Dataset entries
━━━━━━━━━━━━━━━━

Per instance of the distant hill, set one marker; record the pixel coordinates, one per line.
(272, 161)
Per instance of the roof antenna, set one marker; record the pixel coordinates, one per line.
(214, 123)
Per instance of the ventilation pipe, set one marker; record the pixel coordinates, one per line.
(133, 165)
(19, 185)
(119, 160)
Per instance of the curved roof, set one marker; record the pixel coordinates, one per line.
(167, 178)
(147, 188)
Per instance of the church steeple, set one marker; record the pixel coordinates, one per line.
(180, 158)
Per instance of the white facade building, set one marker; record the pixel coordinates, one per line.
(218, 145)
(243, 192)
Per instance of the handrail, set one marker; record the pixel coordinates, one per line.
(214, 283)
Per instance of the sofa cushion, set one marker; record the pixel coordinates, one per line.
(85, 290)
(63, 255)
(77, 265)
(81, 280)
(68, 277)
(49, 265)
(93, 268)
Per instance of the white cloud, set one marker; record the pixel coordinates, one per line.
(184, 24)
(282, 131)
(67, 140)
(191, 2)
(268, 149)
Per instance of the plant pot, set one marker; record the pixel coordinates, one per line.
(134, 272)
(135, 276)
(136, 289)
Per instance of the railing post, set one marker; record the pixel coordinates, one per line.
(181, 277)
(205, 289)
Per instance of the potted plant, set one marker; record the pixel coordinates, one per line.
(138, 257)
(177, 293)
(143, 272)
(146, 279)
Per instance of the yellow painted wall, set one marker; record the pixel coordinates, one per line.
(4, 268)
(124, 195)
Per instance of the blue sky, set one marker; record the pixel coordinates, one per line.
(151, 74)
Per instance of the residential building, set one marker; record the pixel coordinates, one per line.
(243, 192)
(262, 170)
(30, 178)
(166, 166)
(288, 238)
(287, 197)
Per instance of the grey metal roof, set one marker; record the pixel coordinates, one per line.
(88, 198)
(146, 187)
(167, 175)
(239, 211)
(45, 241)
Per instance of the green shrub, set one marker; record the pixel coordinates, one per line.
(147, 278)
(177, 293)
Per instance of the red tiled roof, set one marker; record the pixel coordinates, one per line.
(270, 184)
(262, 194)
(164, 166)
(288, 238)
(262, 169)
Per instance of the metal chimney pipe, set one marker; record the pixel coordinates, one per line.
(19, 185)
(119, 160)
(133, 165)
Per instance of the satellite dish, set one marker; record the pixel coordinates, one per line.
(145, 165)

━━━━━━━━━━━━━━━━

Your goal: Each record is to be repeated exactly.

Answer below:
Per instance of the distant hill, set one marker; record the pixel coordinates, one per line.
(272, 161)
Per instance of the roof antenna, set one marker; record the pixel coordinates, one per line.
(214, 123)
Per instance of the ventilation pipe, set one marker; record the pixel coordinates, one per line.
(133, 165)
(19, 185)
(119, 160)
Per instance of the curved roof, set one marker; record the pixel coordinates, one per line.
(167, 178)
(147, 188)
Per instance of the church steeple, set one marker; record the pixel coordinates, one per line.
(180, 158)
Per instance of the white facade building, set one marker; record the pixel coordinates, one per line.
(218, 145)
(243, 192)
Per instance of the handrail, set one marker; record the pixel coordinates, one per line.
(214, 283)
Per instance of the sofa cushion, set one marker; record the pixel coordinates, one per line.
(85, 290)
(63, 255)
(77, 265)
(81, 280)
(68, 277)
(49, 265)
(93, 268)
Per instance of the white cloud, set one marker; record the pixel coordinates, one per line.
(184, 24)
(282, 131)
(67, 140)
(191, 2)
(268, 149)
Per instance of the plant pot, set one marker; record the pixel coordinates, one per line.
(134, 272)
(135, 276)
(136, 289)
Per instance of the railing post, set one marker; record the pixel coordinates, one per line.
(181, 277)
(205, 289)
Per instance of the potted plant, set one marker; record the pixel coordinates, one per line.
(138, 257)
(177, 293)
(143, 272)
(146, 279)
Per instance of the yellow painted wall, set one marker; record the pixel coordinates, one per line.
(4, 268)
(124, 195)
Per instance of the blue sky, set one marker; record the pixel coordinates, one per line.
(151, 74)
Per instance of the residential building, set one marker; record the pixel coordinates, one per line.
(243, 192)
(262, 170)
(30, 178)
(166, 166)
(288, 238)
(287, 197)
Per instance of the grey metal roof, set one marker; record the pixel coordinates, one per line.
(88, 198)
(146, 187)
(167, 175)
(239, 211)
(45, 241)
Per instance of the green shrub, set one marker; record the pixel coordinates, one per line.
(147, 278)
(177, 293)
Per instance of the red tiled roof, set one marker; record the pixel coordinates, one per line.
(270, 184)
(262, 194)
(164, 166)
(288, 238)
(262, 169)
Per instance of the metal chimney pipe, set one marker; record the pixel coordinates, one per line.
(19, 185)
(119, 160)
(133, 165)
Per instance of the satellite dish, set one marker; record the pixel coordinates, one per line.
(145, 165)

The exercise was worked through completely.